O Spotify hoje me ofereceu um novo single de Caetano Veloso. Não ouvi ainda. Mas o título me soou familiar.

Sim, claro: You don’t know me é a primeira faixa de Transa, disco de 1972.

Trata-se de uma regravação, portanto. Os créditos no Spotify informam que Caetano canta ao lado de Luísa Sonza, cuja voz nunca ouvi. Sei que ela faz certo sucesso – e que fez muito barulho com uma entrevista em um programa matinal de TV. Desabafou alguma mágoa íntima, de uma traição, creio. Não acompanhei o caso.

Por um tempo, fui editor de cultura de uma revista que também fazia certo sucesso. Era minha obrigação estar por dentro dessas coisas todas – o que a moça disse no programa da Globo e o que cantou com o medalhão da MPB. Hoje, não me sinto mais obrigado a ter opinião sobre as canções que os algoritmos das plataformas de música me apresentam.

Não tenho pressa de ouvir Caê e Luísa. Mas deveria ter sido mais rápido para comentar “A síndrome caetanista”, ensaio de Luigi Mazza publicada na revista piauí deste mês que já se encerra.

De cara, o título me deixou curioso. Mas deixei para ler depois. “Tenho de ler”, pensei eu, duas semanas depois, quando Josias Teófilo escreveu a respeito do artigo nesta Crusoé. Mas não li. Josias recomendou o texto efusivamente quando nos encontramos na fila de autógrafos de STF – Como chegamos até aqui? (que ainda não li…), do amigo Duda Teixeira. No dia seguinte, finalmente li o texto.

Achei sensacional.

Não se trata de uma crítica à música de Caetano. Mazza vai pelo caminho do que poderíamos chamar de sociologia da recepção: ele examina o modo como certa classe média intelectualizada e de esquerda ouve o compositor baiano. Essa turma trata o cantor de Podres poderes com reverência quase religiosa, como se ele fosse um artista-oráculo e um símbolo da nacionalidade. Só que a ideia de Brasil que o Tropicalismo nos legou – um país eclético e espontâneo, entre Vicente Celestino e João Gilberto – envelheceu, se é que já não caducou.

-*-

### TAREFA PROPOSTA 1
Responda com base no trecho sobre Caetano Veloso:
(a) De que ano é o disco Transa?
(b) Segundo os créditos no Spotify, quem canta ao lado de Caetano na regravação?
(c) Em que revista foi publicado o ensaio "A síndrome caetanista"?
### TAREFA PROPOSTA 2
Repita sem nenhuma alteração a parte do trecho sobre Caetano Veloso que começa em "Sim, claro: You" e segue até "música me apresentam.".
As linhas que vêm depois deste trecho não são necessárias.

(Entradas de dados coletados)
-*-

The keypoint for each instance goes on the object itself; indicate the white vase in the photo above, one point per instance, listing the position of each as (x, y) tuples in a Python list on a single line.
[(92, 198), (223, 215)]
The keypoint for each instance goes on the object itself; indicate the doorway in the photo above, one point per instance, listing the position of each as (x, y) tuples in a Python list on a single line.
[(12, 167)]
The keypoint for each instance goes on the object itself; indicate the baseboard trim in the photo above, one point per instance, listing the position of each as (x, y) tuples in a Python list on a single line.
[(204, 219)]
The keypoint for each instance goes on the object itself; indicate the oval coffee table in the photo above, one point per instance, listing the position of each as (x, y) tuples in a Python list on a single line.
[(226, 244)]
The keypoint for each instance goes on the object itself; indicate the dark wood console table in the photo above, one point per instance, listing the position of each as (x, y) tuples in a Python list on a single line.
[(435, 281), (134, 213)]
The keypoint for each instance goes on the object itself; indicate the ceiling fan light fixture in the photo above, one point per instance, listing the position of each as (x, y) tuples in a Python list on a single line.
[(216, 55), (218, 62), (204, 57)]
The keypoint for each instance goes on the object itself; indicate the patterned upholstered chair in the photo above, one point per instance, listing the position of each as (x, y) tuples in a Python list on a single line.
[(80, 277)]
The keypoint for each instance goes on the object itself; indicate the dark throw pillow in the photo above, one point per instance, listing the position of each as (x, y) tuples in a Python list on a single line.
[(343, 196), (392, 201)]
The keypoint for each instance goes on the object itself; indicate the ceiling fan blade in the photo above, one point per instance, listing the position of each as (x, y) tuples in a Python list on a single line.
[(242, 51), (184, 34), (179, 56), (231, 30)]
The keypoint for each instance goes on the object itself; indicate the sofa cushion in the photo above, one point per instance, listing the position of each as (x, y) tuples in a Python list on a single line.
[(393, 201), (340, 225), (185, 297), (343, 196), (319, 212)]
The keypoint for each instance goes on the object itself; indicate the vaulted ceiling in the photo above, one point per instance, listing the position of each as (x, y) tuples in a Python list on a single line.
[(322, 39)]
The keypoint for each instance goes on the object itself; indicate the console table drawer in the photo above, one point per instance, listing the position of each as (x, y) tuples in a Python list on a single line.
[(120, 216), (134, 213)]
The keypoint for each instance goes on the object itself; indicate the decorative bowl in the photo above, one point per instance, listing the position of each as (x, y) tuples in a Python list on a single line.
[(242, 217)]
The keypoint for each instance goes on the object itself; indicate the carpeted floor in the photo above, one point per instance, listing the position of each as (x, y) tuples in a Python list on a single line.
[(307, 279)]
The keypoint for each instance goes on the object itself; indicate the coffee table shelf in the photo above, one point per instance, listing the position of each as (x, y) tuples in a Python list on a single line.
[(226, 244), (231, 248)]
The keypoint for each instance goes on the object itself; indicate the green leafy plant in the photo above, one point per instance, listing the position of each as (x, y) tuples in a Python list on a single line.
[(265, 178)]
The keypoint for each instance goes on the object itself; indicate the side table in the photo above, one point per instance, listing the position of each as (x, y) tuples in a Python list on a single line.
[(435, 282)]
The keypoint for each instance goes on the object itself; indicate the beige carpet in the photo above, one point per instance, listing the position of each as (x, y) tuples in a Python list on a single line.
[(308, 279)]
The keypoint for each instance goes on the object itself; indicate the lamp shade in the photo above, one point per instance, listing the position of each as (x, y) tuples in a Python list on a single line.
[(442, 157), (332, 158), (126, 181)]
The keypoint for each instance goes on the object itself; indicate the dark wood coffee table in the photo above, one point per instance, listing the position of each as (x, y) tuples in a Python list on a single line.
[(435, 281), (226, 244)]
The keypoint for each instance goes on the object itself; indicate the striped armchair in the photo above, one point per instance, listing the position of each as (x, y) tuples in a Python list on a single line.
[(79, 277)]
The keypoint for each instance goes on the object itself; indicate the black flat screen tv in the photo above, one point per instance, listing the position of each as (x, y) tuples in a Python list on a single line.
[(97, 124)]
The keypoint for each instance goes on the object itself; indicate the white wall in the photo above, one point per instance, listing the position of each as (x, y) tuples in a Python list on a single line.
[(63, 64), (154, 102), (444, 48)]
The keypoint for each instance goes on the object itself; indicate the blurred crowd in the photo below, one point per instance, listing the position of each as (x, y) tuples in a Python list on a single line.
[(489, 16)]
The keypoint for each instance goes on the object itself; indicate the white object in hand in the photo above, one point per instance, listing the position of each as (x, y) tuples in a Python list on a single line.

-*-

### RESPOSTA FINAL 1
(a) De 1972.
(b) Luísa Sonza.
(c) Na revista piauí.

### RESPOSTA FINAL 2
Sim, claro: You don’t know me é a primeira faixa de Transa, disco de 1972.

Trata-se de uma regravação, portanto. Os créditos no Spotify informam que Caetano canta ao lado de Luísa Sonza, cuja voz nunca ouvi. Sei que ela faz certo sucesso – e que fez muito barulho com uma entrevista em um programa matinal de TV. Desabafou alguma mágoa íntima, de uma traição, creio. Não acompanhei o caso.

Por um tempo, fui editor de cultura de uma revista que também fazia certo sucesso. Era minha obrigação estar por dentro dessas coisas todas – o que a moça disse no programa da Globo e o que cantou com o medalhão da MPB. Hoje, não me sinto mais obrigado a ter opinião sobre as canções que os algoritmos das plataformas de música me apresentam.